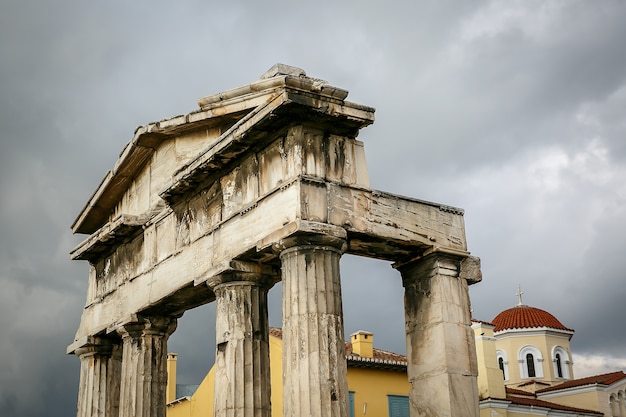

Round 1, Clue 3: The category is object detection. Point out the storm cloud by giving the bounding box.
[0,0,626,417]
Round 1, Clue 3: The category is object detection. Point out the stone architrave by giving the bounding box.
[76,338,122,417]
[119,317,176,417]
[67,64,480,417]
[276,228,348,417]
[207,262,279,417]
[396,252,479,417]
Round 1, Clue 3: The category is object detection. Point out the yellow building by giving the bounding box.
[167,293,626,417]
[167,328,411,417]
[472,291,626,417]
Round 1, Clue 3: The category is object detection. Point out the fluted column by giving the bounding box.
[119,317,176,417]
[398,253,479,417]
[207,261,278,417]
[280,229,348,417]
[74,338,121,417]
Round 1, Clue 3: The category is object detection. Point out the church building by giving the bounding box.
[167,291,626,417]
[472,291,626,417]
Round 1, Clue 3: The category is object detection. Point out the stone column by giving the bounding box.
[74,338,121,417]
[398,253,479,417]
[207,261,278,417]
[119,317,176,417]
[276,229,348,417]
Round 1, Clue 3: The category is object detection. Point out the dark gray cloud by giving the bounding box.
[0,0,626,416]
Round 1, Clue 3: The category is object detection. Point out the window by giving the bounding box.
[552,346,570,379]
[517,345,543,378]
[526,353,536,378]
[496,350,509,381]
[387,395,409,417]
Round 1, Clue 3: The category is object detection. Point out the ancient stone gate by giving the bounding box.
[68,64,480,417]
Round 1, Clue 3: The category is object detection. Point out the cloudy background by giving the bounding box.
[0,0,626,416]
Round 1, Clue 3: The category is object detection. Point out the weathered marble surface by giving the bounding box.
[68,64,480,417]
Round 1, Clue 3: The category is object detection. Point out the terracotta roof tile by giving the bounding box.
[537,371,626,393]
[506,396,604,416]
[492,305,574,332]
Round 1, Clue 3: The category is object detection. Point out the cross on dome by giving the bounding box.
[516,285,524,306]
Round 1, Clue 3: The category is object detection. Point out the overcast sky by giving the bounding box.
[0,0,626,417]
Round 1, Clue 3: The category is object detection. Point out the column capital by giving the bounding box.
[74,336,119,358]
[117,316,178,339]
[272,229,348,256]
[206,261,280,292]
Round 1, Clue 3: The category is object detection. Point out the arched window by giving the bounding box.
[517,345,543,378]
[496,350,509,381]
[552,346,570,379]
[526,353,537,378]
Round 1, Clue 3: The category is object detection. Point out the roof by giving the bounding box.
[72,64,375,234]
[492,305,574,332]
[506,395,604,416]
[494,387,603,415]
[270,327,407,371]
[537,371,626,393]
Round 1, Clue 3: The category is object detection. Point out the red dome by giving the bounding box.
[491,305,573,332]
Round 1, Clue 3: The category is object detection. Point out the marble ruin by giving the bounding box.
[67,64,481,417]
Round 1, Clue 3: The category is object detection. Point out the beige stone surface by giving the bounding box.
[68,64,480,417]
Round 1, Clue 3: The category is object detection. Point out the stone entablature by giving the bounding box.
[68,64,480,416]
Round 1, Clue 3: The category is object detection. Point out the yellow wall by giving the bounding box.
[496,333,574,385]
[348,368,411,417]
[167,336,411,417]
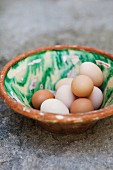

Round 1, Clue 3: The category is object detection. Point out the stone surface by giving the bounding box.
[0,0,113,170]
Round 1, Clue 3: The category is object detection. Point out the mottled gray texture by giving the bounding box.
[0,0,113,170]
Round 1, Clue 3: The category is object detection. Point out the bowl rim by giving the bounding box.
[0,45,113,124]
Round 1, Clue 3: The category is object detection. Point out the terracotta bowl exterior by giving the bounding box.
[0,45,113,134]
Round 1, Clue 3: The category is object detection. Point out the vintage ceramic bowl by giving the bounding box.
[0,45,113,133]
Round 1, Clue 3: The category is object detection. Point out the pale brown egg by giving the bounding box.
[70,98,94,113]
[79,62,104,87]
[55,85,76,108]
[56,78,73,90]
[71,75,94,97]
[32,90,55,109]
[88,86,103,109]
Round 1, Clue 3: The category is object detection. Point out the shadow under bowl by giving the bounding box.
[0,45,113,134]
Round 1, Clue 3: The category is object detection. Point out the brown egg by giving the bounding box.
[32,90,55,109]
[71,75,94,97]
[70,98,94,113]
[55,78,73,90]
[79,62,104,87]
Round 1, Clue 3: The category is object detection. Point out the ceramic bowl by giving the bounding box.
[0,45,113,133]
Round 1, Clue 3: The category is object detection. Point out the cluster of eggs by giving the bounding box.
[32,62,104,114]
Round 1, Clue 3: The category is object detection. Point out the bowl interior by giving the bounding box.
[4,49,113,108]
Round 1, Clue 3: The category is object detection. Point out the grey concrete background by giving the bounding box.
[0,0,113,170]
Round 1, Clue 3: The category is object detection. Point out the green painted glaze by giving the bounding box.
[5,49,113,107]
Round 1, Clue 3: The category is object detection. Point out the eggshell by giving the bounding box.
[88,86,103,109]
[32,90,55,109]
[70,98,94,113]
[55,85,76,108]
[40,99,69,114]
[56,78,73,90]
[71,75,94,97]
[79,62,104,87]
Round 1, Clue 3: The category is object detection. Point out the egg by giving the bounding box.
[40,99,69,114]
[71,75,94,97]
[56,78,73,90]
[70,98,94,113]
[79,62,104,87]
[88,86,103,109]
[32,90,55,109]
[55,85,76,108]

...

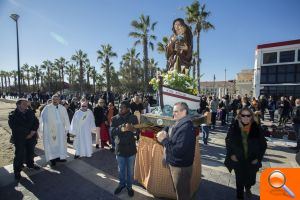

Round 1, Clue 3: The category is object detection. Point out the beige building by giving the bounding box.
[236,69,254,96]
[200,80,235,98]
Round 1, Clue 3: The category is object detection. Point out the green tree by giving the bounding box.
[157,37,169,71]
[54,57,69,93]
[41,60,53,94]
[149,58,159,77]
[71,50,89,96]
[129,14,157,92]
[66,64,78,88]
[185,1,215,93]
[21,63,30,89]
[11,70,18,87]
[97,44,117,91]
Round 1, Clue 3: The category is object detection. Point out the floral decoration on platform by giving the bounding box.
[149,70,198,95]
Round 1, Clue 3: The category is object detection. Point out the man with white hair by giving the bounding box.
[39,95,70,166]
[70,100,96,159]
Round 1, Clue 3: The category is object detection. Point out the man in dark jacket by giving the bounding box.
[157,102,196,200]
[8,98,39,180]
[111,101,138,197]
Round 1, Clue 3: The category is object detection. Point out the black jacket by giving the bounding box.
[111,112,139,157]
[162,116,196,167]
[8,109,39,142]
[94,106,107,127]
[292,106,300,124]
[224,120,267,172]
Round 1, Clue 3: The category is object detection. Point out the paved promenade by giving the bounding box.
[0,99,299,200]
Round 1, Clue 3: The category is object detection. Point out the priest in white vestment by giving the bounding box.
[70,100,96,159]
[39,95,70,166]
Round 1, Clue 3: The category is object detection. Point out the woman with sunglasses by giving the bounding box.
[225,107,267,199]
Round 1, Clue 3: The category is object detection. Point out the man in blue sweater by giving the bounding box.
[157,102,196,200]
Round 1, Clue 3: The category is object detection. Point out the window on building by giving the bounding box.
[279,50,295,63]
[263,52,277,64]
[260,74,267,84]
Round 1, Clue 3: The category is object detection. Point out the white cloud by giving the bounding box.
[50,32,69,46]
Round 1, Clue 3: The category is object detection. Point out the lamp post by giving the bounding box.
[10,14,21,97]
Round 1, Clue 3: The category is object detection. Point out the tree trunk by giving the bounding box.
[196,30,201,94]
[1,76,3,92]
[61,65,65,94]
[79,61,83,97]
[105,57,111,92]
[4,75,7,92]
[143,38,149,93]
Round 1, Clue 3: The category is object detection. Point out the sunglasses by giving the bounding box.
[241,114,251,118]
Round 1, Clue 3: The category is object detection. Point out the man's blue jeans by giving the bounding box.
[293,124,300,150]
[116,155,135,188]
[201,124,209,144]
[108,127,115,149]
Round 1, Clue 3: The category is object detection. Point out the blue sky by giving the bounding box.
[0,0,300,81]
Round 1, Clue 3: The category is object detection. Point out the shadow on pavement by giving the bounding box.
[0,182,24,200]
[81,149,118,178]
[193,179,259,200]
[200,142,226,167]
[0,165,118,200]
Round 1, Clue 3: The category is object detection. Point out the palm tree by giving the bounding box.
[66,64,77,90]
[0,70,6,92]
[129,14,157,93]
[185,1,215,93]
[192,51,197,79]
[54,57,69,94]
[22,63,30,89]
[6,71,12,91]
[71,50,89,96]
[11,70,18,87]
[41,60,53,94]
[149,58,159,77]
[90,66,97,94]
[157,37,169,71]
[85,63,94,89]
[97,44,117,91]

= Problem to solve =
Rewrite the entries from the line with "interior by giving the bounding box." up to and including the line with "[5,49,113,107]", swapping "grey" for "gray" and keeping everything else the same.

= Worked answer =
Round 1, Clue 3: The category is object detection. Point out the bowl interior by giving the bounding box.
[4,49,113,108]
Round 1, Clue 3: The category is object detection. Point out the gray concrete background by giving the bounding box.
[0,0,113,170]
Round 1, Clue 3: The category is object detection. Point out the green painted glaze by giving the bounding box.
[5,49,113,107]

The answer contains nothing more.